Textauszug:
Lediglich an der Bahnhofsschlägerei waren zwei weitere Kumpels beteiligt, die dafür und für einen Überfall auf ein Flüchtlingsheim in Oberdischingen ebenfalls bereits zu Gefängnisstrafen – eine davon auf Bewährung – verurteilt worden sind. Einer der beiden belastete den nun Angeklagten, indem er behauptete, dieser habe die Schlägerei genutzt, um zu Geld zu kommen. „Geld her!“, habe er gerufen. Verteidiger Heiko Weber glaubte dem Zeugen nicht: „Es fällt auf, dass Sie am weitesten von meinem Mandanten weg waren. Kann es nicht sein, dass Sie sich nur erinnern, weil Sie einen Groll auf ihn haben?“Der Zeuge wehrte sich gegen den Vorwurf („Was wollen Sie mir unterstellen?“), räumte allerdings ein, dass er kein gutes Verhältnis mehr zum Angeklagten habe, weil der ihn und die beiden anderen Mittäter bei der Polizei verraten habe.
Noch undurchsichtiger verlief die Vernehmung dreier junger Frauen – zwei Schwestern und eine Freundin –, die am Abend des Überfalls auf den Passanten mit den beiden Männern in einem Hotelzimmer gewesen sind. Trotz vieler Erinnerungslücken belasteten sie den Angeklagten – unter anderem damit, dass er sich seltsam verhalten und so gewirkt habe, dass er den jüngeren Mittäter unter Druck gesetzt habe. Und sie sprachen von Blutflecken auf der Jacke des 25-Jährigen. „Ich glaube Ihnen nicht“, sagte der Verteidiger zu einer der Zeuginnen, weil weder sie noch die beiden anderen Frauen bei der polizeilichen Vernehmung von solchen Flecken gesprochen hätten. Vielmehr entstehe der Eindruck, dass diese Geschichte draußen im Vorraum des Gerichtssaals entstanden sei, während sie auf ihre Vernehmung warteten. Auch gab es unterschiedliche Aussagen zur Schreckschusswaffe, die bei dem Überfall zum Einsatz kam und zuvor im Hotelzimmer wohl kurz gezeigt wurde – eine behauptete, vom 20Jährigen, die andere will sie in der Hand des 25-Jährigen und die dritte gar nicht gesehen haben. Alle drei räumten auch ein, dass die Männer nach dem Überfall zwar davon erzählt hätten, sie – die Frauen – dies aber nicht ernst genommen hätten, weil alle Anwesenden berauscht gewesen seien.

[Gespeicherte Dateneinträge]
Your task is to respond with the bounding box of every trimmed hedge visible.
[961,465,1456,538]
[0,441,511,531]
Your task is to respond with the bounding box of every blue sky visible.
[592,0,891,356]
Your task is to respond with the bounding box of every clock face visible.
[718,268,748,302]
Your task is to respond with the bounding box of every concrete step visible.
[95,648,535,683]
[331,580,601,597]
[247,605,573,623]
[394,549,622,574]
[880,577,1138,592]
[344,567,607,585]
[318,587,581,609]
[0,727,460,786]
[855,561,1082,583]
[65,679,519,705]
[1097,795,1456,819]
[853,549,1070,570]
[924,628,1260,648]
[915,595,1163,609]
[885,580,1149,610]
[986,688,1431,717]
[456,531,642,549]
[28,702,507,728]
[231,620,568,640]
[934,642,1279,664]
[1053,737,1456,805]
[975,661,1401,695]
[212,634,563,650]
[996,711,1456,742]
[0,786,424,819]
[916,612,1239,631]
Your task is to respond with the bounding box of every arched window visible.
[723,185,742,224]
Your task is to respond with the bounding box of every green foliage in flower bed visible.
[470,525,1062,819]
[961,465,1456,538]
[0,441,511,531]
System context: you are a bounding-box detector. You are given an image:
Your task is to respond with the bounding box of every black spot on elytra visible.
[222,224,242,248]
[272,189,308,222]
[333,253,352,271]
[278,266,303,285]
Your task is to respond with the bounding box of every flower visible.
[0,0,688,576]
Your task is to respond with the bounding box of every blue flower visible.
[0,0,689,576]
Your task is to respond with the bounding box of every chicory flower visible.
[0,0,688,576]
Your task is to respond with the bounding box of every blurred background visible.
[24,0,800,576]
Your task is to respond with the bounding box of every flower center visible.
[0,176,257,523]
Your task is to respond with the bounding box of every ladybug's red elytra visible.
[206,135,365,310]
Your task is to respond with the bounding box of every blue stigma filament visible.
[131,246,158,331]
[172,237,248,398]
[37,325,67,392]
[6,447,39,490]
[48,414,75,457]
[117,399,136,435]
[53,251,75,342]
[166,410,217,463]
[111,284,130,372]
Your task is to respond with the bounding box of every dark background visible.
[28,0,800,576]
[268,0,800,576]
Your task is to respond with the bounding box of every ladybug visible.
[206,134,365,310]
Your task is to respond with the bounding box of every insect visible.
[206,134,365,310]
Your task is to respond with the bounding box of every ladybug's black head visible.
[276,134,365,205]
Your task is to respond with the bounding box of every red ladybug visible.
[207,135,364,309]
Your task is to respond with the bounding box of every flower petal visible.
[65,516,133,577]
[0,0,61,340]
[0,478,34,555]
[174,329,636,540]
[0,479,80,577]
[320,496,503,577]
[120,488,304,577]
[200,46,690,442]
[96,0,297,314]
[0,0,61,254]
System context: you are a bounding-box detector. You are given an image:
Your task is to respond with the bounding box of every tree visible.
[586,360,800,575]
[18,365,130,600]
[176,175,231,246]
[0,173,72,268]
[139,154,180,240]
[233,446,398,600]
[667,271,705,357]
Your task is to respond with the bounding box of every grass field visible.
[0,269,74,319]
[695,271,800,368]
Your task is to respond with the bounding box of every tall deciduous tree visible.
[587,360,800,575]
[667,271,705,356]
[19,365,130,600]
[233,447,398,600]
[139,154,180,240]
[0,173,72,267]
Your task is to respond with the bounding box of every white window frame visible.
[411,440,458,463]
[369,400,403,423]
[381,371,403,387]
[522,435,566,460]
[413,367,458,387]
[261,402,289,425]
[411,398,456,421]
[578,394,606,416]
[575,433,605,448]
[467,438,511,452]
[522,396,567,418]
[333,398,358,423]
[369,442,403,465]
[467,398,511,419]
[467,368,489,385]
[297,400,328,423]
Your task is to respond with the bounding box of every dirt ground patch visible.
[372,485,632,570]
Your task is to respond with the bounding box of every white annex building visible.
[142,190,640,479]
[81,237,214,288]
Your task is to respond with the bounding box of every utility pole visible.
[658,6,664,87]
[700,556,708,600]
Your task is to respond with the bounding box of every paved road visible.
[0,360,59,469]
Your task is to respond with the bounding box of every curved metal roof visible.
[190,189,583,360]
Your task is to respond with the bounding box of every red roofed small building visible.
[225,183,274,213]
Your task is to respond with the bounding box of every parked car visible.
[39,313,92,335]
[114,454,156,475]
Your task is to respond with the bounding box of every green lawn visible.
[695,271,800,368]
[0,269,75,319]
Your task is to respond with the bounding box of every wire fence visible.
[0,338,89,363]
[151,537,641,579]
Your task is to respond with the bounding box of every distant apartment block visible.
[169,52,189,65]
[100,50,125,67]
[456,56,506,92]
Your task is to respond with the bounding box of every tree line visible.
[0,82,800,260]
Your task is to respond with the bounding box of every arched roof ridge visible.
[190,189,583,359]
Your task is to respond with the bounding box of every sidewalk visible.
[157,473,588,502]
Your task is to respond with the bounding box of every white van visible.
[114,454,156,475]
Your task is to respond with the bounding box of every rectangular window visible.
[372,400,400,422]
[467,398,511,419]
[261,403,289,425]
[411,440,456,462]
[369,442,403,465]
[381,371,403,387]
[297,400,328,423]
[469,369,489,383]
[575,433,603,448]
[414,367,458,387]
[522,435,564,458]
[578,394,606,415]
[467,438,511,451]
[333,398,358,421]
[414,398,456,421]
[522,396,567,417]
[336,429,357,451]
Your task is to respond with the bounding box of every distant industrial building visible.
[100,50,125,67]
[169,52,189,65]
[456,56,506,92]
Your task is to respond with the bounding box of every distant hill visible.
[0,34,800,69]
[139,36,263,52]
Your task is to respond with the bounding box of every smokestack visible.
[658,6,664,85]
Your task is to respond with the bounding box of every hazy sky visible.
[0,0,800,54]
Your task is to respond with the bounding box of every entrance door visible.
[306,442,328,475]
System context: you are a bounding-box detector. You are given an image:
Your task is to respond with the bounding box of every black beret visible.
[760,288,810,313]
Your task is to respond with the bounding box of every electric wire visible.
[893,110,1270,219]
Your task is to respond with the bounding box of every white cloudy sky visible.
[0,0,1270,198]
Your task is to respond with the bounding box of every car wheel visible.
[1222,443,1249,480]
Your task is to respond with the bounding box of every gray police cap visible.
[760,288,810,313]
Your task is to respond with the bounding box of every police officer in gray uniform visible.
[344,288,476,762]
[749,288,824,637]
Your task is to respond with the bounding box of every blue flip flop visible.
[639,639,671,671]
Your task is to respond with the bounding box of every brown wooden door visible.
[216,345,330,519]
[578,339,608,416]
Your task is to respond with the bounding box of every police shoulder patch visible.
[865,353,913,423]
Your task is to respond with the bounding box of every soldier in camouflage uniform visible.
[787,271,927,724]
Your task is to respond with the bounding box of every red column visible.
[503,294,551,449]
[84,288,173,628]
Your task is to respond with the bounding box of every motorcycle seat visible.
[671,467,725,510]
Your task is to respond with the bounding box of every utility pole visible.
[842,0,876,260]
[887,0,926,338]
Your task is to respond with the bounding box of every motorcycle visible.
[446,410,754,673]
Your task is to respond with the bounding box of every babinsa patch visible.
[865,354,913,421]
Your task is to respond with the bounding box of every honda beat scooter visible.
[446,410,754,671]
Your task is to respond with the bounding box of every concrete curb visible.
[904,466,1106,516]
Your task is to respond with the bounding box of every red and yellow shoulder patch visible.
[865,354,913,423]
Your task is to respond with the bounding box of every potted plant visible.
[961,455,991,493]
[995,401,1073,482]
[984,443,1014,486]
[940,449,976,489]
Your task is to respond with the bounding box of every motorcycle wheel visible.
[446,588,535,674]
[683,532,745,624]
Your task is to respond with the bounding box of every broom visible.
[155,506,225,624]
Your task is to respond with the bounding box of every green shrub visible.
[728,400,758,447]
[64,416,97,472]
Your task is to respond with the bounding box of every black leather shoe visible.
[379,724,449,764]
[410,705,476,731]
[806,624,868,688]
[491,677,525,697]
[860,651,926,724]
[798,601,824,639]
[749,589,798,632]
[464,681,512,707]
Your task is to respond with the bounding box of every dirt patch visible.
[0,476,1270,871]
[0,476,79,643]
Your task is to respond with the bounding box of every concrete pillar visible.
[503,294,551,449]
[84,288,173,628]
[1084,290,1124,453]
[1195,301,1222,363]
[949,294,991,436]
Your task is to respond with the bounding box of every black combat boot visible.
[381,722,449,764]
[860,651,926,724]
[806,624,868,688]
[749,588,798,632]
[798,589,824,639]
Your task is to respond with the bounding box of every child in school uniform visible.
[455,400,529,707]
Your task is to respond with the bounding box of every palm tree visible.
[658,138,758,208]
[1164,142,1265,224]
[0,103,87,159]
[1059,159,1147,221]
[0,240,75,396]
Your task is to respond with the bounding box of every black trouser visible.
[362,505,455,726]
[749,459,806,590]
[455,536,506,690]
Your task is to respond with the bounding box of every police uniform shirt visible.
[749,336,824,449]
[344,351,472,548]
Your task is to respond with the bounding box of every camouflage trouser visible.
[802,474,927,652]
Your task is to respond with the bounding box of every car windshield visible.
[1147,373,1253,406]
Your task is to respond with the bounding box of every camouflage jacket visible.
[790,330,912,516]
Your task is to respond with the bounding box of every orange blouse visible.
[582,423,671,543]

Aufgaben und Übungen:
**A.** Entscheiden Sie für jede der folgenden Aussagen, ob sie mit dem Prozessbericht übereinstimmt, und belegen Sie Ihr Ja oder Nein mit einem wörtlichen Zitat: (i) Der Verteidiger schenkte dem Zeugen der Bahnhofsschlägerei Glauben. (ii) Die drei jungen Frauen befanden sich am Abend des Überfalls mit den beiden Männern in einem Hotelzimmer. (iii) Alle drei Frauen haben die Schreckschusswaffe gesehen.
**B.** Führen Sie den Prozessbericht im Anschluss an seinen letzten Satz weiter.

Lösungen im Überblick:
**A.**
(i) Nein: „Verteidiger Heiko Weber glaubte dem Zeugen nicht“
(ii) Ja: „die am Abend des Überfalls auf den Passanten mit den beiden Männern in einem Hotelzimmer gewesen sind“
(iii) Nein: „die dritte gar nicht gesehen haben“

**B.**
Genau darum hatte das Gericht die drei Frauen hauptsächlich geladen – um etwas über den Alkoholund Drogenkonsum des Angeklagten herauszufinden. Auch ein psychiatrischer Sachverständiger nimmt deshalb an der Verhandlung teil. Doch zu erfahren war lediglich, dass wohl alle einiges an Alkohol und „Speed“konsumiert hatten – wer was und wie viel, blieb auch wegen einer ganzen Reihe von Ungereimtheiten in den Antworten der Zeuginnen ziemlich im Dunkeln. Die jungen Frauen waren offensichtlich emotional stark belastet, eine verließ sogar zwischendurch weinend den Saal. Eine weitere junge Frau machte von ihrem Zeugnisverweigerungsrecht Gebrauch – sie sei mit dem Angeklagten verlobt und von ihm schwanger, sagte sie.
Protokolliert wurde während des zweiten Verhandlungstags eine Einigung zwischen dem Angeklagten und dem Opfer des Überfalls über die Zahlung von 5000 Euro Schmerzensgeld und 1700 Euro Schadenersatz für die Reparatur der kaputt geschlagenen Zähne. Am dritten Verhandlungstag am Mittwoch, 13. März, sollen weitere Zeugen vernommen werden und eventuell auch der Sachverständige seine Einschätzung abgeben.